## Start Given passage

Looking at the wear tests in the 2016 ACEA Oil Sequences you lined to above, on page 8 of 16 for Gasoline and Light Duty Diesel Engines (A3/B3, A3/B4 & A5/B5 categories) using test method CEC L–099-08, it shows they only test for and have wear limits for cam, tappet and cylinder wear. Noting found at all for bearing or any other engine components wear.

I couldn't find any details ('net searching) on how they run the engine tests and for how long with each test oil, or how they measure the wear (down to microns), so I was wondering if you have any inside info on that?

Also I found it interesting that the wear limits to pass the wear test is 20-24 times less for the cylinders than for the cams and tappets. Maybe because they know cams and tappets are harder to prevent wear in than cylinders? I have a feeling that if those wear limits were much lower that a lot of oils tested might not pass - your thoughts?
 
Here is the Summary of the L-099-08 test protocol:
Originally Posted By: CECL-99-08(S)

Hardware: A Mercedes-Benz four cylinder in-line light duty diesel engine is used for this test. The internal Mercedes Benz coding for this engine is OM646 DE 22 LA and it is installed in various passenger cars and light duty trucks. The engine is a 2.2 litre common rail diesel engine rated at 110 kW with approximately 6.5 litres volume of engine oil. It is fitted with a chain driven Lanchester vibration balancer and chain driven camshafts equipped with variable Cam Phaser.

Test: The breaking-in of the engine includes an engine performance check and an oil consumption run with a reference oil. The main part of the test is a 300 h alternating phase on the respective candidate oil.
A high portion of the test is running under full load conditions or in a fuel consumption controlled mode close to full load operation.
Controlled oil top ups are allowed during the test up to 250 h of the running time. Frequent oil samples are taken in order to monitor the oil performance throughout the test. Visual ratings as well as pre- and post test measurements of all relevant engine parts are carried out for the evaluation of the engine
condition at end of test
.

## End Given passage
## Start Dataset records

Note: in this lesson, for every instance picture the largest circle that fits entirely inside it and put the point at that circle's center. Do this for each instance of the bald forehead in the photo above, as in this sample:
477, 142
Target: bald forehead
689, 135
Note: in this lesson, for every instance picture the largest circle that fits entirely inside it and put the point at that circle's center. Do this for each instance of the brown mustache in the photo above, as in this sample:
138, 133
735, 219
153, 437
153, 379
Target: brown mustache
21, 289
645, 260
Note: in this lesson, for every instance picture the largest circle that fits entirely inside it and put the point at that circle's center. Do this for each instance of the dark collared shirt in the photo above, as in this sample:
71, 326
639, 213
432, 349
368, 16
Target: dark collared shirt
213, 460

## End Dataset records

## Parts of the exercise:
[1] Copy the passage on engine oil wear tests word for word, in full.
[2] Repeat the records word for word, starting at the line containing "of the brown" and continuing through their last line, both included.

## Responses in order:
[1]
Looking at the wear tests in the 2016 ACEA Oil Sequences you lined to above, on page 8 of 16 for Gasoline and Light Duty Diesel Engines (A3/B3, A3/B4 & A5/B5 categories) using test method CEC L–099-08, it shows they only test for and have wear limits for cam, tappet and cylinder wear. Noting found at all for bearing or any other engine components wear.

I couldn't find any details ('net searching) on how they run the engine tests and for how long with each test oil, or how they measure the wear (down to microns), so I was wondering if you have any inside info on that?

Also I found it interesting that the wear limits to pass the wear test is 20-24 times less for the cylinders than for the cams and tappets. Maybe because they know cams and tappets are harder to prevent wear in than cylinders? I have a feeling that if those wear limits were much lower that a lot of oils tested might not pass - your thoughts?
 
Here is the Summary of the L-099-08 test protocol:
Originally Posted By: CECL-99-08(S)

Hardware: A Mercedes-Benz four cylinder in-line light duty diesel engine is used for this test. The internal Mercedes Benz coding for this engine is OM646 DE 22 LA and it is installed in various passenger cars and light duty trucks. The engine is a 2.2 litre common rail diesel engine rated at 110 kW with approximately 6.5 litres volume of engine oil. It is fitted with a chain driven Lanchester vibration balancer and chain driven camshafts equipped with variable Cam Phaser.

Test: The breaking-in of the engine includes an engine performance check and an oil consumption run with a reference oil. The main part of the test is a 300 h alternating phase on the respective candidate oil.
A high portion of the test is running under full load conditions or in a fuel consumption controlled mode close to full load operation.
Controlled oil top ups are allowed during the test up to 250 h of the running time. Frequent oil samples are taken in order to monitor the oil performance throughout the test. Visual ratings as well as pre- and post test measurements of all relevant engine parts are carried out for the evaluation of the engine
condition at end of test
.

[2]
Note: in this lesson, for every instance picture the largest circle that fits entirely inside it and put the point at that circle's center. Do this for each instance of the brown mustache in the photo above, as in this sample:
138, 133
735, 219
153, 437
153, 379
Target: brown mustache
21, 289
645, 260
Note: in this lesson, for every instance picture the largest circle that fits entirely inside it and put the point at that circle's center. Do this for each instance of the dark collared shirt in the photo above, as in this sample:
71, 326
639, 213
432, 349
368, 16
Target: dark collared shirt
213, 460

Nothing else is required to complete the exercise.